> Task goal
Reproduce every line, starting at the one that contains "[point] every instance of the air" and ending at the last line of the data, exactly as it stands; pictures are omitted.

>>>>>

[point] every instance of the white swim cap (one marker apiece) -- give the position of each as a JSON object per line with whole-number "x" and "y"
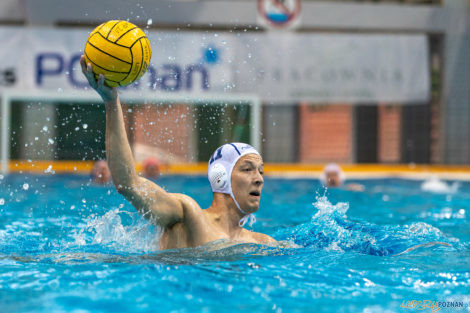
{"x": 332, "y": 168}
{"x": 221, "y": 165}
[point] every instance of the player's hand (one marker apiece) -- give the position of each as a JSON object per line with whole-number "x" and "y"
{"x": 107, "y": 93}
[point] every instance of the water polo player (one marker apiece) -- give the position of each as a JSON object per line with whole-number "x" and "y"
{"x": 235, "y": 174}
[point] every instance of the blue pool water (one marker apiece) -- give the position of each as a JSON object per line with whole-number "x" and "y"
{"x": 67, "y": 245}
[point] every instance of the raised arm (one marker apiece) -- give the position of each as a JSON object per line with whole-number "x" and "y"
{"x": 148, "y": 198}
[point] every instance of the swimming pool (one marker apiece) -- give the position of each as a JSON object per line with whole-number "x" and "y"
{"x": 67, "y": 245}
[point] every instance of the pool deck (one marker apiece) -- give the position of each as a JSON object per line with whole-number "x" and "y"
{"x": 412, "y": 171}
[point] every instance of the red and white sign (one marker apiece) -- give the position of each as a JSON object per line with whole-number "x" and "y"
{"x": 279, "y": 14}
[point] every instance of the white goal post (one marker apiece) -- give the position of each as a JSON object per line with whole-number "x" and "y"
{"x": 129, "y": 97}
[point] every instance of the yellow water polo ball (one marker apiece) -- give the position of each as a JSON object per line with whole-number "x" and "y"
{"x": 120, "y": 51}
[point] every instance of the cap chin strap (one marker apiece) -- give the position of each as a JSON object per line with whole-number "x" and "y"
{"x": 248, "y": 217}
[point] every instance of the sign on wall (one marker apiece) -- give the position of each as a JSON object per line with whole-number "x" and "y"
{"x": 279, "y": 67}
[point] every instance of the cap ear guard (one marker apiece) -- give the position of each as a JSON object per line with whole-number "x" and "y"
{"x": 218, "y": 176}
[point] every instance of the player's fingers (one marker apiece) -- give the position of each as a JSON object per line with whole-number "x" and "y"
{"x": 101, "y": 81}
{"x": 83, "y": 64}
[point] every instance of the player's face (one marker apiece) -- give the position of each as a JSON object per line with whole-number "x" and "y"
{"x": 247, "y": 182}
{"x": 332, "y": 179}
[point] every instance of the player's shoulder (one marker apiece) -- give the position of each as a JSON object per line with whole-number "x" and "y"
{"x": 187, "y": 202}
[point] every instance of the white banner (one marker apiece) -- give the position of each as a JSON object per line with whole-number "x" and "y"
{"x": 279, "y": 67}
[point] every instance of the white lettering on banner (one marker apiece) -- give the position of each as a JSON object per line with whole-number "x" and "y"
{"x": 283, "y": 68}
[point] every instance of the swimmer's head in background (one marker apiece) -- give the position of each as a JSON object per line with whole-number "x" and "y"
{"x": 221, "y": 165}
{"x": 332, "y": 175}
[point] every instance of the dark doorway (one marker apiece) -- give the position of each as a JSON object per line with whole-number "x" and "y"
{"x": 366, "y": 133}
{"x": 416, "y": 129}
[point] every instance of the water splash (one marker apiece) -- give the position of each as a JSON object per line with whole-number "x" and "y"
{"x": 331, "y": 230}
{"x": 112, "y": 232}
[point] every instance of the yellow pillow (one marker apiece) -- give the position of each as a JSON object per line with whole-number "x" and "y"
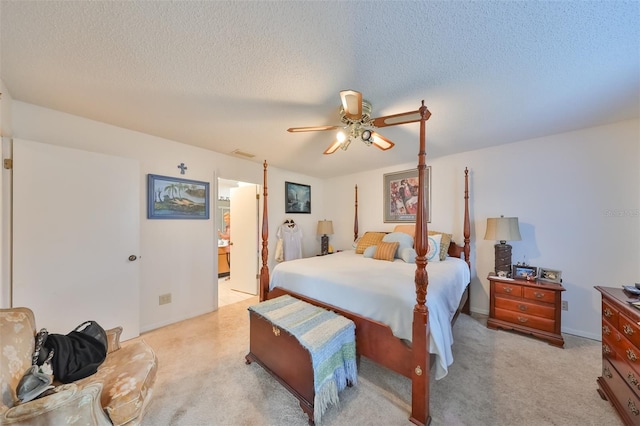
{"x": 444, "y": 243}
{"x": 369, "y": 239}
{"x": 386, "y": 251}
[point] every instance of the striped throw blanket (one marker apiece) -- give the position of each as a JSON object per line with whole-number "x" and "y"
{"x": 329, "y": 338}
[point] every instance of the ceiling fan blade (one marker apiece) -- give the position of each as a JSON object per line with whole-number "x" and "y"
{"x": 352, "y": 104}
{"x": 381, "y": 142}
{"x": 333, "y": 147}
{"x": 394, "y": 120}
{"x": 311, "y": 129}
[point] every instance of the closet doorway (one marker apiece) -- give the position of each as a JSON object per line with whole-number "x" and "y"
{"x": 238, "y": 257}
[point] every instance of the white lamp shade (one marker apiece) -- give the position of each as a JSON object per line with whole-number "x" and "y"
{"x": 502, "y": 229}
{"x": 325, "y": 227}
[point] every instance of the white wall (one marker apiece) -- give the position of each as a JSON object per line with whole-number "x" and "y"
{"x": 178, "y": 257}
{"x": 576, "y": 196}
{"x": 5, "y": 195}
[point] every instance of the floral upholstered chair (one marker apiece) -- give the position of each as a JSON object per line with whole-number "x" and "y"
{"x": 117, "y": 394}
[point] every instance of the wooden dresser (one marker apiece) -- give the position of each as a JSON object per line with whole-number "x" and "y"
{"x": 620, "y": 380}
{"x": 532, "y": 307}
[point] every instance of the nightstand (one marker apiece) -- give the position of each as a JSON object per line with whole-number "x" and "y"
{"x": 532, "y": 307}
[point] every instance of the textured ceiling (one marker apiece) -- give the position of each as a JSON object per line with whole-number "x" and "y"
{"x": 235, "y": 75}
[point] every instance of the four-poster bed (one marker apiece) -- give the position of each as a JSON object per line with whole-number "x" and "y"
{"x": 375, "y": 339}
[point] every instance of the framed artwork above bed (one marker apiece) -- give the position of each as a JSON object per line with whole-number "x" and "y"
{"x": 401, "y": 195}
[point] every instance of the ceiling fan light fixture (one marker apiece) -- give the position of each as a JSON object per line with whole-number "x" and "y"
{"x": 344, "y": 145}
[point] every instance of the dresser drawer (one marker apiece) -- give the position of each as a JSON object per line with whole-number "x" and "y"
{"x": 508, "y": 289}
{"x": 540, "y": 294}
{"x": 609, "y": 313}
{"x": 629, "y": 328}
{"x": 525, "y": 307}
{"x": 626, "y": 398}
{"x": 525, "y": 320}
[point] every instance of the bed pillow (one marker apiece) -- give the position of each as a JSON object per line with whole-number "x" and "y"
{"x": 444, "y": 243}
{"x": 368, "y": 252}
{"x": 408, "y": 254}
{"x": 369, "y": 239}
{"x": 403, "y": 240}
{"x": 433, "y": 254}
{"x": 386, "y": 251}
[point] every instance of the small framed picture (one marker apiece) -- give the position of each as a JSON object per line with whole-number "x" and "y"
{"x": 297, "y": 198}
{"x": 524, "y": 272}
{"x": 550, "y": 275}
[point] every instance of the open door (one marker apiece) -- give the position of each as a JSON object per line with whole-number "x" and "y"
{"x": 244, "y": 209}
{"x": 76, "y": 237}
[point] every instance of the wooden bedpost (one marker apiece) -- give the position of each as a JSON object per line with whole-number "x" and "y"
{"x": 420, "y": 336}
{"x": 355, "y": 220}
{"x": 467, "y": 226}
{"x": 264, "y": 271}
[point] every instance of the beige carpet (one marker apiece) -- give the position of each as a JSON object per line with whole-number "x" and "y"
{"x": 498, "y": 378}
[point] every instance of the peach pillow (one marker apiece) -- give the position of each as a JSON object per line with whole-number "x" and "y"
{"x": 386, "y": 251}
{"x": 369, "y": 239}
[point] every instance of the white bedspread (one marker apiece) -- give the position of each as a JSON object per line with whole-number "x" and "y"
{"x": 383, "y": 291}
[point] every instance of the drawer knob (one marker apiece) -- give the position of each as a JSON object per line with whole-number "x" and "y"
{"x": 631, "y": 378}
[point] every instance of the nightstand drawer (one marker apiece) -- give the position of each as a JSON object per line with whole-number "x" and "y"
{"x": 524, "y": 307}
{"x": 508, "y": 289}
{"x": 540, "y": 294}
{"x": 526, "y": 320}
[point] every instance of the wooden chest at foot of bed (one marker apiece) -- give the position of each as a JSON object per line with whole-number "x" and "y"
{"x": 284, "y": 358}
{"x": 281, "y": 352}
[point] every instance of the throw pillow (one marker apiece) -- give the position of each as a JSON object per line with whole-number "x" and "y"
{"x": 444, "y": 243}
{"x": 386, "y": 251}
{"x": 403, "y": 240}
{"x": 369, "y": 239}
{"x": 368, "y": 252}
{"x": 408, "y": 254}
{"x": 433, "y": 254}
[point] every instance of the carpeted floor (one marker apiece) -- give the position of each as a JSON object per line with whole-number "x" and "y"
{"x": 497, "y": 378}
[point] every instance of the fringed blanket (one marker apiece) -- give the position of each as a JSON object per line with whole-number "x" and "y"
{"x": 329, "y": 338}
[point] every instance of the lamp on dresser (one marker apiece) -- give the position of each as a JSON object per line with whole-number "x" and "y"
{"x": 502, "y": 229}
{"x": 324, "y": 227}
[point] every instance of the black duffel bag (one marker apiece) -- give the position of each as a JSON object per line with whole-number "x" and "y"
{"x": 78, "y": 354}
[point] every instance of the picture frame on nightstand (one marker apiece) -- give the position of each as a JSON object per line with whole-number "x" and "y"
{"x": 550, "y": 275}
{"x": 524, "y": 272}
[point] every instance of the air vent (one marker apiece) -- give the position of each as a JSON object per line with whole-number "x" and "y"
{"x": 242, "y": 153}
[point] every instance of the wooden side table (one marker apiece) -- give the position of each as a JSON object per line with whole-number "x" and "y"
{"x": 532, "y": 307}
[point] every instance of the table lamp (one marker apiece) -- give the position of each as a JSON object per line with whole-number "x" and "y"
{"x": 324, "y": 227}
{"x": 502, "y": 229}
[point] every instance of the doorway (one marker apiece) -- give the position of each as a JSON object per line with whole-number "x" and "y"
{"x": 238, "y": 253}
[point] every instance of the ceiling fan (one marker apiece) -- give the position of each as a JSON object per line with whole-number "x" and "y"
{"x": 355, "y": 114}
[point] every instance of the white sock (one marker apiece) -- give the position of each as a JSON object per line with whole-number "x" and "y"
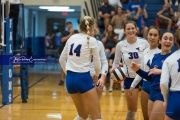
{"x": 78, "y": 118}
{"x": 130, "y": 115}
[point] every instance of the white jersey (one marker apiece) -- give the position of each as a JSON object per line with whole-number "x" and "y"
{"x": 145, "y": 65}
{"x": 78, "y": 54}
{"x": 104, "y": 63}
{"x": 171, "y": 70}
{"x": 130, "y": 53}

<<<<<

> Finished task
[point] every instance of the air vent (one marker apiece) -- give the position of each as a JSON object per line with whole-number "x" and "y"
{"x": 242, "y": 153}
[point] every instance of the wooden side table (one marker apiece) -- give the position of each as a JSON object per line with whole-number "x" and "y"
{"x": 532, "y": 307}
[point] every instance of the table lamp (one marker apiece) -- give the position of each as a JSON object per line with whole-number "x" and "y"
{"x": 324, "y": 227}
{"x": 502, "y": 229}
[point] every instance of the doorway (one marker apiece) -- give the position of each as a JSON object per line with whole-number "x" and "y"
{"x": 238, "y": 253}
[point] every instance of the ceiling fan (one marker apiece) -- give the position of each as a JSON object per line with whole-number "x" and "y"
{"x": 355, "y": 114}
[point] every instance of the white sock (one marker apiece) -- give the position of each as a JSON object per line with whole-number "x" and "y"
{"x": 78, "y": 118}
{"x": 130, "y": 115}
[point] every instance of the white jersey (one marker apiece) -- give the position of each as a JSON object per line with whole-number "x" and "y"
{"x": 145, "y": 65}
{"x": 78, "y": 54}
{"x": 104, "y": 63}
{"x": 171, "y": 70}
{"x": 130, "y": 53}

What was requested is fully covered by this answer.